---------- Source material

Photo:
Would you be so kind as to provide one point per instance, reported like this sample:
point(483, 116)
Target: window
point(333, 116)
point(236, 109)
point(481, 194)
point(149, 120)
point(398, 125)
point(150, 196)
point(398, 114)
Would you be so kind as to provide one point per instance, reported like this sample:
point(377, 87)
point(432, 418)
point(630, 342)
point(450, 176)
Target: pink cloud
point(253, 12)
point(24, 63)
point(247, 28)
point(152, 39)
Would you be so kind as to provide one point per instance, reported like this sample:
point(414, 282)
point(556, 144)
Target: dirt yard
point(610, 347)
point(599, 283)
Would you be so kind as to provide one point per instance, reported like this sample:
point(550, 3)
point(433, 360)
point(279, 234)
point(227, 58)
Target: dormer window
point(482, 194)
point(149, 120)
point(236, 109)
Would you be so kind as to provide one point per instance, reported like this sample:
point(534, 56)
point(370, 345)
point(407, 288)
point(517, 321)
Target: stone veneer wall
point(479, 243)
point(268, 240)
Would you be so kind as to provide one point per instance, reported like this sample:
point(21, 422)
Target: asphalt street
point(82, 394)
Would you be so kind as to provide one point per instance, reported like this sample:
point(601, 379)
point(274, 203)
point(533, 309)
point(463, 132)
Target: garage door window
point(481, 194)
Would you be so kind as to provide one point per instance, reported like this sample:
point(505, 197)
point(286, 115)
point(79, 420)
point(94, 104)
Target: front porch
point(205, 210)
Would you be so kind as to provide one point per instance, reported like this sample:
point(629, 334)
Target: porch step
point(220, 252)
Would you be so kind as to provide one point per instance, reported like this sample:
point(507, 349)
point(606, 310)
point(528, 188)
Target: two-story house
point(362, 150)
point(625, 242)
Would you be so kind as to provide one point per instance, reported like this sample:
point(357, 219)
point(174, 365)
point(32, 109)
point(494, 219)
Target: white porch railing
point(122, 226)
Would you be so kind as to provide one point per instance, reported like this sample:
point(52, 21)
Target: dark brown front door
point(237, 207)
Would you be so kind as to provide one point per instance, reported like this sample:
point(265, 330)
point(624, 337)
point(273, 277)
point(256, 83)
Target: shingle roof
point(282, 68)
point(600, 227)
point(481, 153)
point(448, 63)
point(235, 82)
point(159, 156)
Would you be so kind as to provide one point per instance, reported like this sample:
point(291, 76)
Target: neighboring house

--------------------

● **What the task asks**: Copy every line of the records above that contains the string "door". Case counts.

● **Answer to the problem**:
Target: garage door window
Target: dark brown front door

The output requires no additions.